begin Text extract

/2 100g to the first person to find me, open trade, and hit trade if I put in 100g and hit trade
I put that up in response to someone begging for 50g. Someone found me pretty quickly, opened trade, and then we had a brief exchange of tells with him insisting that he'd won. He did eventually understand how he hadn't won.
Meanwhile the gold beggar had invited me to a group, but I guess he had taken a flight out to the Barrens. So he had a long flight back and I got bored and switched characters.
Why do people not take the time to read and understand what others say? At the very least they should have noticed that I said more than "100g to whoever opens trade" and found that odd. Maybe I was just in a trolling mood. Earlier I'd argued with a ret paladin about stacking int gems in response to him saying that the ret t10 bonus (40% chance on hit to reset divine storm cooldown) causes mana problems. He claimed he was not a whiner but got mad when we (trade chat) offered solutions.

end Text extract
begin Extracted material

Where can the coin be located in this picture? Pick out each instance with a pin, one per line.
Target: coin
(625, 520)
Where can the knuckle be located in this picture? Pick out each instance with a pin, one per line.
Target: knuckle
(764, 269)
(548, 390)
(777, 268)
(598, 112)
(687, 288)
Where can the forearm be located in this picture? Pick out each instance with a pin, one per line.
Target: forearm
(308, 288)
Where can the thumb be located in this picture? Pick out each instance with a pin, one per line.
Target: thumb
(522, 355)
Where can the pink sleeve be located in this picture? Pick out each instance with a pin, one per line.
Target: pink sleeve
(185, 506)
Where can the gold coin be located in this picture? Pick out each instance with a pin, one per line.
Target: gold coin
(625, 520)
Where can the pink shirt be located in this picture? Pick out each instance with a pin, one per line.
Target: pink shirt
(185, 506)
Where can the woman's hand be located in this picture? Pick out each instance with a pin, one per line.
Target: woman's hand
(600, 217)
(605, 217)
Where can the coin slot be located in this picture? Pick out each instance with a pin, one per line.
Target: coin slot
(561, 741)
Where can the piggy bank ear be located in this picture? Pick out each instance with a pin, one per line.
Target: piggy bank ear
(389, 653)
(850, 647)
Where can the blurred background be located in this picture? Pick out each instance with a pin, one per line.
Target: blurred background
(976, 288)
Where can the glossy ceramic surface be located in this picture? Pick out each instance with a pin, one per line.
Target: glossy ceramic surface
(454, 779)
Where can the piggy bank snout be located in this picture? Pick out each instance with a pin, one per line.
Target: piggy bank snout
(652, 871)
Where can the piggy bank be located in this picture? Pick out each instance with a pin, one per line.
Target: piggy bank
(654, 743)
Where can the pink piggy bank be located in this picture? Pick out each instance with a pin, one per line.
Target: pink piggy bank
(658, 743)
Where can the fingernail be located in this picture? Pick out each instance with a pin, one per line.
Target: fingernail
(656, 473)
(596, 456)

end Extracted material

• _Exercise requirements_:
a – Answer these questions about the post on trade chat:
(i) How much gold was the beggar asking for?
(ii) Where had the gold beggar flown?
(iii) What does the ret t10 bonus do?
b – In the post on trade chat, what actions did the 100g offer require of the first person to claim it? List each one.
c – Continue the post on trade chat from its last sentence.

• _Responses by task_:
a –
(i) 50g
(ii) The Barrens
(iii) It gives a 40% chance on hit to reset the divine storm cooldown.

b –
- Find the person making the offer
- Open trade
- Hit trade once the person making the offer puts in 100g and hits trade

c –
But I'm going to make a huge assumption and guess that this isn't an isolated behavior. No, not my trolling, the failure to read and comprehend. Past lit reviews I've done found that people do not communicate well with text, partly due to loss of non-verbal gestures which are essential when speaking non-literally. Or when there is a perception of meaning within meaning. Combine this with the perception, the desire for the words to mean a certain thing (free gold!), and it's no surprise that people would misread. I suspect this has real life implications beyond just "lol they're dumb". In this case I was being intentionally misleading by imitating the usual message of hide and go seek for gold. If the message appears to be about free gold, is it so stupid to act to take advantage of the situation?
Could similar things happen elsewhere of people making otherwise rational decisions based on flawed perceptions? If so, this has use for preventing scamming or honest but harmful transactions by suggesting that the target problem is not the incurable stupidity of the customer, but instead the limited and temporary failure of accurate perception.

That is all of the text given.